» TEXTE À LIRE
● ● ●

32. En l’occurence, le document ici reproduit et édité (Salamanca, Biblioteca General Histórica de la Universidad, Ms. 1976, f. 124v) appartient à un ensemble de textes ajoutés sur les espaces laissés vacants à la fin de plusieurs livres bibliques disparates, glosés avec la Glose universitaire qu’on appelle « ordinaire »[2] et densément apostillés au 13e siècle par des mains différentes. Ils ont ensuite été réunis en un volume entre la fin du siècle et le milieu du 14e siècle. Les additions les plus tardives illustrent une remarque d’Hugues de Saint-Cher qui raillait ces religieux qui déclarent à leurs supérieurs suivre des cours de théologie alors qu’ils suivent en cachette les leçons de droit canonique[3]. Ici il s’agissait plutôt de notes sur l’Ethique et la Réthorique d’Aristote, l’autre distraction des clercs médiévaux que la théologie ennuyait ; ces notes courrent d’un volume à l’autre en sautant à pieds joints par-dessus la Glose ordinaire. L’auteur renvoie d’un volume à l’autre, une fois l’espace disponible occupé. S’y ajoutent en fin de recueils le brouillon ou la copie de quelques suppliques adressées par l’université de Salamanque à Benoît XII (1334-†1342) et à Innocent VI (1352-†1362), ainsi qu’au cardinal Guillaume de la Jugie, alors cardinal diacre de Sainte Marie in Cosmedin, probablement à l’occasion de sa légation en Espagne en 1355.

● ● ●

» DONNÉES FOURNIES
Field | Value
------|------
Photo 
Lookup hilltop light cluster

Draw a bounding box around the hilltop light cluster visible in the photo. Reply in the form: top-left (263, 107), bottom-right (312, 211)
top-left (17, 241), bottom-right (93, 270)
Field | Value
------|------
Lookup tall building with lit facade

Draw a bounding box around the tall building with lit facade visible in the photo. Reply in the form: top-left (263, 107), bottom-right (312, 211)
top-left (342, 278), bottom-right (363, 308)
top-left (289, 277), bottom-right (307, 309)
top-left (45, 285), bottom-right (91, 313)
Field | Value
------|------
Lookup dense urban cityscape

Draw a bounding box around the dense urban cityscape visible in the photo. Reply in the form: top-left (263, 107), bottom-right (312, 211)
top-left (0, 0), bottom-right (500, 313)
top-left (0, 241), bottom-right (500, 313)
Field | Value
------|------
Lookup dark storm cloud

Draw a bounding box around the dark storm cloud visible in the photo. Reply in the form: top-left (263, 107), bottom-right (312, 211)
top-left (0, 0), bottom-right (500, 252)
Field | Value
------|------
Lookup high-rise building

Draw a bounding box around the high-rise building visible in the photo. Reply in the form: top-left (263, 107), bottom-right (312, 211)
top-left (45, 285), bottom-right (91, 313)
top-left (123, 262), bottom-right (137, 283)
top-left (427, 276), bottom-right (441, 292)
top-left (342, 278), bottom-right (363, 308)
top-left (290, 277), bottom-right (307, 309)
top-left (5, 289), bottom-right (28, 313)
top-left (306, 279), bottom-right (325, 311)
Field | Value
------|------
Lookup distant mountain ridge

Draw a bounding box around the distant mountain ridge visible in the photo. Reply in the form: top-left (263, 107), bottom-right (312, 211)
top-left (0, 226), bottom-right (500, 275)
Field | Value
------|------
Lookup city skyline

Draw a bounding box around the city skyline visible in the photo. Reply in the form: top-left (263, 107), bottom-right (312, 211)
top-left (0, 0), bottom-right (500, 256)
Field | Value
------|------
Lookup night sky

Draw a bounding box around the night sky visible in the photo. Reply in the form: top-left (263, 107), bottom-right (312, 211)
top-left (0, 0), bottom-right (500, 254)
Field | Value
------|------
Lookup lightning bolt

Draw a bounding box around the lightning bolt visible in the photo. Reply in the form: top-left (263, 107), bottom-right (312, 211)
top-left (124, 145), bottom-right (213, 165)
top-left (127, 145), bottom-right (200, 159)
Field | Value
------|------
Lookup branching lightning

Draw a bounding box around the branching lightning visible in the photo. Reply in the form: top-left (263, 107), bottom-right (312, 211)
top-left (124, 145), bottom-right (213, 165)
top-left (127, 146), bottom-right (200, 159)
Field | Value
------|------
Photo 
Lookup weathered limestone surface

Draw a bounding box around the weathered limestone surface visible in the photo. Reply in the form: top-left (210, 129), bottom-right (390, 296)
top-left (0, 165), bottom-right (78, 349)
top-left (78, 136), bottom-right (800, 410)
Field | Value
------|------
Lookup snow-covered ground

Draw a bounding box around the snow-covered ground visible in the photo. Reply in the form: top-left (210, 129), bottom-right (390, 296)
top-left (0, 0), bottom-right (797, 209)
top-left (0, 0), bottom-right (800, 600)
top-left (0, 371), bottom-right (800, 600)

● ● ●

» CONSIGNES
1. Recopiez intégralement le texte sur les notes ajoutées au manuscrit de Salamanque, sans y changer un seul caractère.
2. Relevez toutes les lignes des enregistrements où figure la chaîne « Lookup ».

» RÉPONSES ATTENDUES
1.
32. En l’occurence, le document ici reproduit et édité (Salamanca, Biblioteca General Histórica de la Universidad, Ms. 1976, f. 124v) appartient à un ensemble de textes ajoutés sur les espaces laissés vacants à la fin de plusieurs livres bibliques disparates, glosés avec la Glose universitaire qu’on appelle « ordinaire »[2] et densément apostillés au 13e siècle par des mains différentes. Ils ont ensuite été réunis en un volume entre la fin du siècle et le milieu du 14e siècle. Les additions les plus tardives illustrent une remarque d’Hugues de Saint-Cher qui raillait ces religieux qui déclarent à leurs supérieurs suivre des cours de théologie alors qu’ils suivent en cachette les leçons de droit canonique[3]. Ici il s’agissait plutôt de notes sur l’Ethique et la Réthorique d’Aristote, l’autre distraction des clercs médiévaux que la théologie ennuyait ; ces notes courrent d’un volume à l’autre en sautant à pieds joints par-dessus la Glose ordinaire. L’auteur renvoie d’un volume à l’autre, une fois l’espace disponible occupé. S’y ajoutent en fin de recueils le brouillon ou la copie de quelques suppliques adressées par l’université de Salamanque à Benoît XII (1334-†1342) et à Innocent VI (1352-†1362), ainsi qu’au cardinal Guillaume de la Jugie, alors cardinal diacre de Sainte Marie in Cosmedin, probablement à l’occasion de sa légation en Espagne en 1355.

2.
Lookup hilltop light cluster
Lookup tall building with lit facade
Lookup dense urban cityscape
Lookup dark storm cloud
Lookup high-rise building
Lookup distant mountain ridge
Lookup city skyline
Lookup night sky
Lookup lightning bolt
Lookup branching lightning
Lookup weathered limestone surface
Lookup snow-covered ground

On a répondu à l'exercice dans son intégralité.